--- start The records ---

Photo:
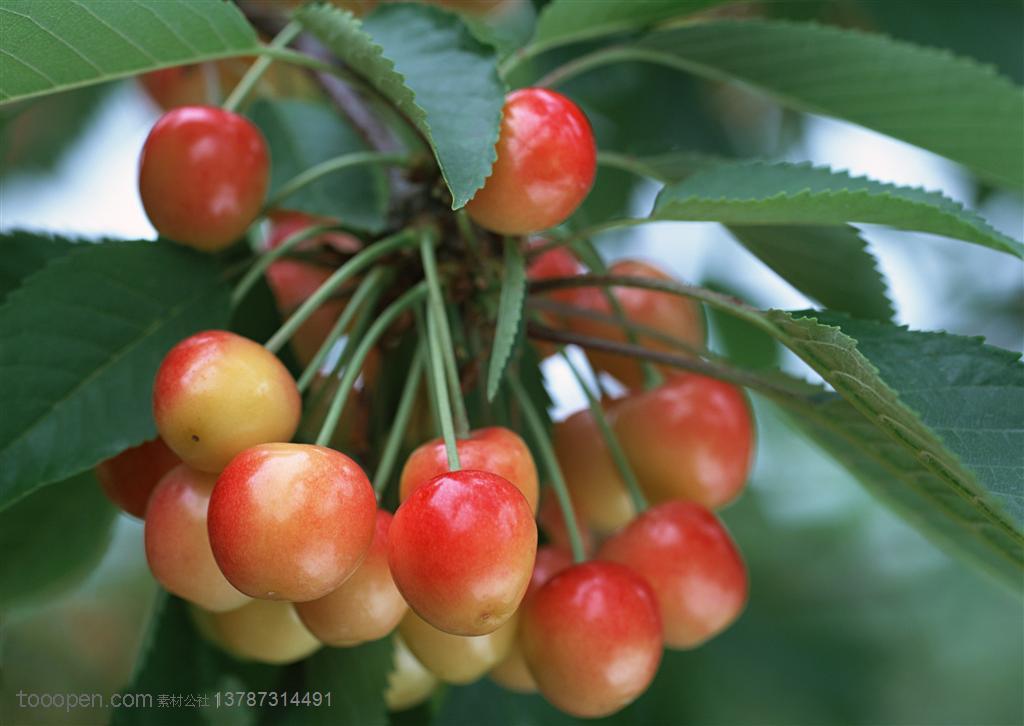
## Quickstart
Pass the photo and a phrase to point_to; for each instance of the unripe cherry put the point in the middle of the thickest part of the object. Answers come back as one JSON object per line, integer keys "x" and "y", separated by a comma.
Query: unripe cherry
{"x": 367, "y": 606}
{"x": 691, "y": 563}
{"x": 462, "y": 550}
{"x": 129, "y": 478}
{"x": 545, "y": 168}
{"x": 203, "y": 174}
{"x": 177, "y": 547}
{"x": 592, "y": 638}
{"x": 496, "y": 449}
{"x": 217, "y": 393}
{"x": 291, "y": 521}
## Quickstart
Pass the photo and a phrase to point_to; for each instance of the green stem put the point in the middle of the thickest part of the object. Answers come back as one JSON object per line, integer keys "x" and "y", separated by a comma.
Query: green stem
{"x": 355, "y": 265}
{"x": 610, "y": 440}
{"x": 256, "y": 71}
{"x": 331, "y": 166}
{"x": 354, "y": 367}
{"x": 550, "y": 462}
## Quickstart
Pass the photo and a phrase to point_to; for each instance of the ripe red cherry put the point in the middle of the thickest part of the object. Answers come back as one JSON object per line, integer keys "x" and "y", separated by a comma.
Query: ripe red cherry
{"x": 691, "y": 563}
{"x": 592, "y": 638}
{"x": 367, "y": 606}
{"x": 462, "y": 550}
{"x": 129, "y": 478}
{"x": 177, "y": 546}
{"x": 203, "y": 175}
{"x": 691, "y": 437}
{"x": 291, "y": 521}
{"x": 545, "y": 166}
{"x": 218, "y": 393}
{"x": 496, "y": 450}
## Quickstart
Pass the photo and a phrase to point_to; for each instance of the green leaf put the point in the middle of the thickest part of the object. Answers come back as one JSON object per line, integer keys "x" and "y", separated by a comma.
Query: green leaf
{"x": 303, "y": 133}
{"x": 82, "y": 340}
{"x": 55, "y": 537}
{"x": 758, "y": 193}
{"x": 55, "y": 45}
{"x": 408, "y": 52}
{"x": 509, "y": 314}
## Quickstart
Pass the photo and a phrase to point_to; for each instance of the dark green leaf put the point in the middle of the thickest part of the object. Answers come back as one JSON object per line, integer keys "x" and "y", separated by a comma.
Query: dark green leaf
{"x": 409, "y": 52}
{"x": 55, "y": 45}
{"x": 82, "y": 340}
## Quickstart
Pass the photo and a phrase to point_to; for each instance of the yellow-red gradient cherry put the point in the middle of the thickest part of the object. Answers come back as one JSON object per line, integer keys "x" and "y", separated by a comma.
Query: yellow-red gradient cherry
{"x": 129, "y": 478}
{"x": 670, "y": 314}
{"x": 545, "y": 166}
{"x": 592, "y": 638}
{"x": 690, "y": 562}
{"x": 462, "y": 550}
{"x": 177, "y": 546}
{"x": 203, "y": 175}
{"x": 217, "y": 393}
{"x": 456, "y": 658}
{"x": 367, "y": 606}
{"x": 291, "y": 521}
{"x": 598, "y": 493}
{"x": 497, "y": 450}
{"x": 691, "y": 437}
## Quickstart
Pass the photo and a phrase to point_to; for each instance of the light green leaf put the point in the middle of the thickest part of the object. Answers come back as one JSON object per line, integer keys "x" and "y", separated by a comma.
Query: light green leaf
{"x": 54, "y": 45}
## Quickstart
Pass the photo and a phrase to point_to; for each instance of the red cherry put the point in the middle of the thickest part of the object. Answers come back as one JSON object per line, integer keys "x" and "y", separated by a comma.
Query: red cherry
{"x": 691, "y": 563}
{"x": 462, "y": 550}
{"x": 291, "y": 521}
{"x": 129, "y": 478}
{"x": 691, "y": 437}
{"x": 203, "y": 175}
{"x": 592, "y": 638}
{"x": 545, "y": 168}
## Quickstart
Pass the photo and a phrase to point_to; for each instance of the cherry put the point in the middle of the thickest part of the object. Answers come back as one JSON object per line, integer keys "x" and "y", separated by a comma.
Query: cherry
{"x": 129, "y": 478}
{"x": 263, "y": 631}
{"x": 456, "y": 658}
{"x": 217, "y": 393}
{"x": 496, "y": 450}
{"x": 177, "y": 547}
{"x": 691, "y": 437}
{"x": 462, "y": 549}
{"x": 592, "y": 638}
{"x": 291, "y": 521}
{"x": 367, "y": 606}
{"x": 691, "y": 563}
{"x": 545, "y": 168}
{"x": 203, "y": 175}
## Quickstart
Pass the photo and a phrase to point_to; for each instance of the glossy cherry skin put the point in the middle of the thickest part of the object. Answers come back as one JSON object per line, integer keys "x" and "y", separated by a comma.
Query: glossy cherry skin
{"x": 203, "y": 175}
{"x": 217, "y": 393}
{"x": 291, "y": 521}
{"x": 691, "y": 437}
{"x": 177, "y": 547}
{"x": 462, "y": 550}
{"x": 456, "y": 658}
{"x": 545, "y": 168}
{"x": 129, "y": 478}
{"x": 497, "y": 450}
{"x": 592, "y": 638}
{"x": 367, "y": 606}
{"x": 670, "y": 314}
{"x": 690, "y": 562}
{"x": 262, "y": 631}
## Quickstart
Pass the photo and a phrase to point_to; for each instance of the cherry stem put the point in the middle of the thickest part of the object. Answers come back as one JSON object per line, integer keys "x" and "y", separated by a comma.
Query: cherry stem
{"x": 610, "y": 440}
{"x": 256, "y": 71}
{"x": 355, "y": 265}
{"x": 550, "y": 462}
{"x": 354, "y": 367}
{"x": 400, "y": 422}
{"x": 331, "y": 166}
{"x": 436, "y": 306}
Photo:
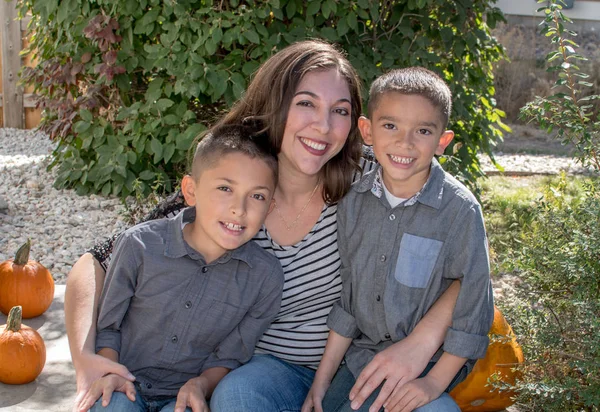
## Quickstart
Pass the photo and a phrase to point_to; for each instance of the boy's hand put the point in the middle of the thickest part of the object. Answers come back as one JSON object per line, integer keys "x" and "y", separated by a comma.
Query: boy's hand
{"x": 105, "y": 386}
{"x": 91, "y": 367}
{"x": 192, "y": 395}
{"x": 413, "y": 395}
{"x": 396, "y": 365}
{"x": 314, "y": 399}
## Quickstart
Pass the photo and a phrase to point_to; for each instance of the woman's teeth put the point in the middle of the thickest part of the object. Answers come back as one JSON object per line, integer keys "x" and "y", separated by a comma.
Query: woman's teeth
{"x": 314, "y": 145}
{"x": 403, "y": 160}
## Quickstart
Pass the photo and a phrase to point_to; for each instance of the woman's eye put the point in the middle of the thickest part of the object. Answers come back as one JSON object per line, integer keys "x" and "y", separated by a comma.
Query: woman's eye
{"x": 304, "y": 103}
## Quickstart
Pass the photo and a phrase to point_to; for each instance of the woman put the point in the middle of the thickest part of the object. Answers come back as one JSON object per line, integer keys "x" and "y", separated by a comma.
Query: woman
{"x": 307, "y": 96}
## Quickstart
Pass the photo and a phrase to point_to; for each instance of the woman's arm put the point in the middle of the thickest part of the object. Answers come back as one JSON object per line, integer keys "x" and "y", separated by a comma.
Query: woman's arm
{"x": 406, "y": 360}
{"x": 84, "y": 286}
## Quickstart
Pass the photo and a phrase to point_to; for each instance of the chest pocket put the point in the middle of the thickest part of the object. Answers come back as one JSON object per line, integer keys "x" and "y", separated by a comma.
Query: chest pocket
{"x": 416, "y": 260}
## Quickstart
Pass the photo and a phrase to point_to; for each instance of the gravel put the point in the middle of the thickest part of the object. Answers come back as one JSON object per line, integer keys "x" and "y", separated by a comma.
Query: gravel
{"x": 63, "y": 225}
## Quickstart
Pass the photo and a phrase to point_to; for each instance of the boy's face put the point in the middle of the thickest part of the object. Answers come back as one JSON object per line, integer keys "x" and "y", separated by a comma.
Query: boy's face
{"x": 232, "y": 200}
{"x": 405, "y": 132}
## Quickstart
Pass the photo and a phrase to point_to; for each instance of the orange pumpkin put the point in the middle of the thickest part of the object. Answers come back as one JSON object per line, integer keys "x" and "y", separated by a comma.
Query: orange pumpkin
{"x": 25, "y": 283}
{"x": 22, "y": 351}
{"x": 503, "y": 354}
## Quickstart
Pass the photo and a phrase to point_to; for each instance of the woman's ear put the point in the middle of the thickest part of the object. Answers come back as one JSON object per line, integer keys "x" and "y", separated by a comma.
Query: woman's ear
{"x": 364, "y": 125}
{"x": 188, "y": 188}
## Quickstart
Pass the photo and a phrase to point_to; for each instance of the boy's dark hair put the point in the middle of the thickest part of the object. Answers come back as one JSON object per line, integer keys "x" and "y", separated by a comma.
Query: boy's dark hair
{"x": 226, "y": 139}
{"x": 413, "y": 80}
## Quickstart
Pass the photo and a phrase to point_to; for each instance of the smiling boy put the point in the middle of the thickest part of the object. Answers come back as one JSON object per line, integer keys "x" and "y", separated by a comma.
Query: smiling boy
{"x": 406, "y": 231}
{"x": 187, "y": 298}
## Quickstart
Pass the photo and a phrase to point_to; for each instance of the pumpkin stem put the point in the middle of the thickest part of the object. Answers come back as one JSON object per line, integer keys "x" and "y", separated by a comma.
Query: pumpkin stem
{"x": 13, "y": 323}
{"x": 22, "y": 256}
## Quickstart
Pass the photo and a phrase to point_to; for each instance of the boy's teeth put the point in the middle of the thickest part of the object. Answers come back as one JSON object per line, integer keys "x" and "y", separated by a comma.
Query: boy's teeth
{"x": 232, "y": 226}
{"x": 314, "y": 145}
{"x": 403, "y": 160}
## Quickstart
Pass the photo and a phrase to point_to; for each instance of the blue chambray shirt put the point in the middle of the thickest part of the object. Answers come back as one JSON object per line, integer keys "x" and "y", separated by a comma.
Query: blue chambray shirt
{"x": 396, "y": 262}
{"x": 171, "y": 316}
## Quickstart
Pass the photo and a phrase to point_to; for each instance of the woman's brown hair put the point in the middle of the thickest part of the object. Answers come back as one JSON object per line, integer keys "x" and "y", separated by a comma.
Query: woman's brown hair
{"x": 270, "y": 93}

--- end The records ---

What is expected: Find every line above that contains the string "smiling", treating uppercase and lowercase as different, and copy each one out.

Solution to the exercise:
Pass the photo and a phrase to point_to; for each instance of the smiling boy put the point in the middle of the thickest part of the object. Answers come back as one JSON object per line, integer keys "x" and "y", separated by a comma.
Query: smiling boy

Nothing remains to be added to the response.